EJERCICIO A |
Traduce al inglés esta oración del texto sobre Lucas 16:14: «Este versículo nos ofrece una enseñanza profunda sobre la naturaleza del corazón humano y nuestra relación con los bienes materiales.»
━━ FRAGMENTO DEL TEXTO ━━
«Y oían también todas estas cosas los fariseos, que eran avaros, y se burlaban de Él.» Lucas 16:14.
Este versículo nos ofrece una enseñanza profunda sobre la naturaleza del corazón humano y nuestra relación con los bienes materiales.
La palabra «fariseos» proviene del griego Pharisaios (Φαρισαῖος), un grupo religioso conocido por su estricta observancia de la ley, pero también por su hipocresía y amor al dinero.
Los fariseos, a pesar de su aparente devoción religiosa, eran «avaros», del griego philargyros (φιλάργυρος), que significa «amantes del dinero».
Este término revela un apego desordenado a las riquezas, que distorsiona la verdadera mayordomía financiera que Dios espera de nosotros como sus siervos.
La avaricia, según este contexto, es más que un simple deseo de tener más; es una condición del corazón que nos lleva a poner nuestra confianza en las riquezas en lugar de en el Señor Jesucristo, donde Él como fuente de todas las riquezas, nos manda a ser administradores fieles y desinteresados, conscientes de que todas las riquezas que administramos proviene de Él.
━━━
EJERCICIO B |
Determina cuántas de las filas de abajo contienen la cadena «tree». Responde solo con el número.
━━ INFORMACIÓN EXTRAÍDA ━━
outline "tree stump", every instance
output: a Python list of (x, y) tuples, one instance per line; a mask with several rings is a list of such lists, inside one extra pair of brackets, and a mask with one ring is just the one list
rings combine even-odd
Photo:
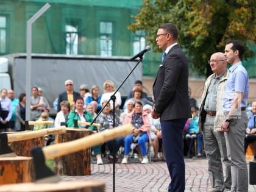
[(57, 183), (20, 183), (0, 187), (1, 192), (103, 192), (102, 181), (62, 181)]
[(0, 185), (33, 182), (34, 172), (31, 157), (0, 157)]
[[(73, 141), (93, 133), (88, 129), (66, 129), (66, 134), (55, 135), (55, 143)], [(91, 149), (78, 151), (54, 159), (54, 172), (60, 176), (87, 176), (91, 174)]]
[(18, 156), (32, 157), (30, 149), (34, 147), (43, 147), (44, 137), (40, 137), (30, 140), (10, 143), (10, 148)]

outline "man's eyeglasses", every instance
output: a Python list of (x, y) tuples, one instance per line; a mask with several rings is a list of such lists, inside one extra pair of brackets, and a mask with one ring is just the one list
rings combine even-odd
[(208, 63), (211, 63), (211, 62), (213, 62), (213, 63), (215, 63), (215, 62), (224, 62), (224, 60), (216, 60), (216, 59), (212, 59), (212, 60), (209, 60), (208, 61)]
[(167, 35), (168, 34), (157, 34), (157, 38), (158, 38), (159, 37), (160, 37), (161, 35)]

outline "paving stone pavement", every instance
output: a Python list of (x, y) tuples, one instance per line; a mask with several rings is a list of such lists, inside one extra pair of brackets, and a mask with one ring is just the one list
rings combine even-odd
[[(120, 160), (115, 166), (115, 191), (168, 191), (170, 182), (165, 162), (159, 161), (143, 165), (140, 162), (131, 160), (123, 165)], [(106, 182), (105, 191), (113, 190), (113, 165), (98, 165), (95, 160), (91, 163), (91, 174), (86, 176), (63, 176), (63, 180), (103, 180)], [(186, 187), (185, 192), (209, 191), (212, 190), (209, 180), (206, 159), (185, 159), (186, 166)], [(256, 185), (249, 185), (249, 192), (256, 191)]]

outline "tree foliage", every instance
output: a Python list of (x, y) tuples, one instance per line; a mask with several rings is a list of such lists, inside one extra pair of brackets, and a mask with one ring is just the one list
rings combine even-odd
[(144, 30), (146, 39), (158, 52), (155, 35), (165, 23), (177, 25), (179, 43), (189, 55), (190, 65), (199, 75), (212, 73), (207, 60), (216, 52), (224, 52), (225, 42), (238, 40), (246, 46), (244, 58), (254, 52), (248, 43), (255, 44), (255, 0), (144, 0), (135, 22), (128, 29)]

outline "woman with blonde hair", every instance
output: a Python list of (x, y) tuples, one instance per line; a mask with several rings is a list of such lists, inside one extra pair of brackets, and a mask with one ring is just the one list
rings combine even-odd
[[(104, 90), (104, 93), (103, 93), (102, 96), (101, 96), (101, 103), (102, 103), (104, 101), (108, 101), (110, 99), (111, 96), (114, 94), (116, 90), (115, 88), (114, 83), (110, 80), (107, 80), (104, 83), (103, 89)], [(119, 107), (122, 104), (122, 99), (121, 98), (120, 92), (117, 91), (115, 96), (116, 96), (116, 101), (115, 102), (115, 108), (118, 110)], [(110, 104), (110, 110), (112, 110), (114, 108), (113, 101), (110, 101), (109, 103)]]

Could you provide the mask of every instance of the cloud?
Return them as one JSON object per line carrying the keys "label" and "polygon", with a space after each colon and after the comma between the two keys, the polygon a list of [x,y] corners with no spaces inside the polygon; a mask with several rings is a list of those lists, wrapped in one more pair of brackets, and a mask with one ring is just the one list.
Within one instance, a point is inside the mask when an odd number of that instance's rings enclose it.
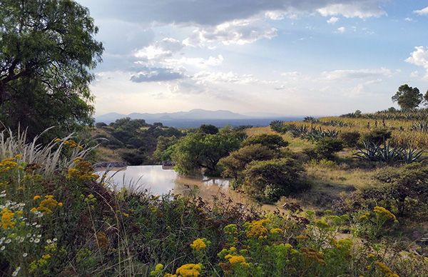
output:
{"label": "cloud", "polygon": [[219,72],[219,71],[200,71],[192,76],[192,79],[196,80],[198,84],[210,83],[230,83],[235,84],[276,84],[277,81],[259,80],[252,74],[238,74],[233,71]]}
{"label": "cloud", "polygon": [[405,61],[415,66],[422,66],[427,71],[424,78],[428,79],[428,47],[416,46],[415,51],[410,53],[410,56]]}
{"label": "cloud", "polygon": [[346,31],[346,28],[345,28],[343,26],[337,28],[337,33],[343,34],[343,33],[345,33],[345,31]]}
{"label": "cloud", "polygon": [[222,43],[225,45],[243,45],[260,39],[272,39],[277,30],[258,19],[233,20],[214,27],[197,28],[183,42],[193,46]]}
{"label": "cloud", "polygon": [[181,41],[172,38],[165,38],[154,44],[146,46],[134,53],[134,56],[144,61],[158,61],[170,57],[183,47]]}
{"label": "cloud", "polygon": [[424,16],[428,14],[428,6],[426,8],[424,8],[422,9],[418,9],[416,11],[413,11],[413,12],[419,16]]}
{"label": "cloud", "polygon": [[346,18],[359,17],[379,17],[384,16],[387,13],[377,5],[377,1],[342,1],[347,3],[337,3],[328,4],[317,11],[323,16],[342,15]]}
{"label": "cloud", "polygon": [[366,78],[389,77],[392,71],[388,69],[341,69],[332,71],[324,71],[321,74],[321,79],[327,81],[355,80]]}
{"label": "cloud", "polygon": [[330,18],[330,19],[328,19],[327,21],[327,23],[328,23],[329,24],[334,24],[335,23],[339,21],[339,18],[336,17],[336,16],[332,16]]}
{"label": "cloud", "polygon": [[155,82],[177,80],[184,78],[183,72],[165,68],[148,68],[131,76],[131,81],[135,83]]}
{"label": "cloud", "polygon": [[[285,16],[311,14],[367,18],[385,15],[384,0],[79,0],[95,16],[133,22],[216,26],[235,19],[265,15],[277,20]],[[96,6],[103,6],[96,10]],[[272,14],[273,13],[273,14]]]}
{"label": "cloud", "polygon": [[302,74],[299,71],[287,71],[281,73],[281,76],[286,77],[287,79],[295,81],[302,76]]}
{"label": "cloud", "polygon": [[173,67],[192,66],[197,68],[207,68],[208,66],[217,66],[223,64],[224,61],[222,55],[218,55],[217,57],[210,56],[208,59],[203,58],[188,58],[181,57],[180,59],[165,59],[163,64]]}

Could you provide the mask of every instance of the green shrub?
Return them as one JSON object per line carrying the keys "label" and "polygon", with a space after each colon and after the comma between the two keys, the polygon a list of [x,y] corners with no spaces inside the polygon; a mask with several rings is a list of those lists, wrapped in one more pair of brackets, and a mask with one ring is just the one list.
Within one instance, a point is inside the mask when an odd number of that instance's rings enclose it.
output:
{"label": "green shrub", "polygon": [[388,138],[391,138],[391,131],[384,128],[377,128],[371,130],[369,133],[365,134],[361,140],[365,142],[380,145]]}
{"label": "green shrub", "polygon": [[301,164],[290,158],[253,161],[244,171],[245,185],[256,196],[263,198],[268,193],[270,198],[265,200],[275,201],[307,187],[302,176],[304,171]]}
{"label": "green shrub", "polygon": [[253,144],[261,144],[270,149],[277,150],[282,147],[287,147],[288,142],[280,135],[263,134],[261,135],[253,136],[243,142],[243,146],[246,146]]}
{"label": "green shrub", "polygon": [[284,121],[280,120],[274,120],[270,122],[270,129],[272,131],[278,133],[284,133]]}
{"label": "green shrub", "polygon": [[314,149],[319,159],[335,158],[335,153],[343,150],[343,143],[335,138],[322,138],[317,142]]}
{"label": "green shrub", "polygon": [[355,147],[357,146],[360,137],[360,134],[357,131],[342,132],[339,134],[339,138],[343,141],[343,144],[347,147]]}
━━━
RESULTADO CORRECTO A |
This verse offers us a profound teaching about the nature of the human heart and our relationship with material possessions.

RESULTADO CORRECTO B |
2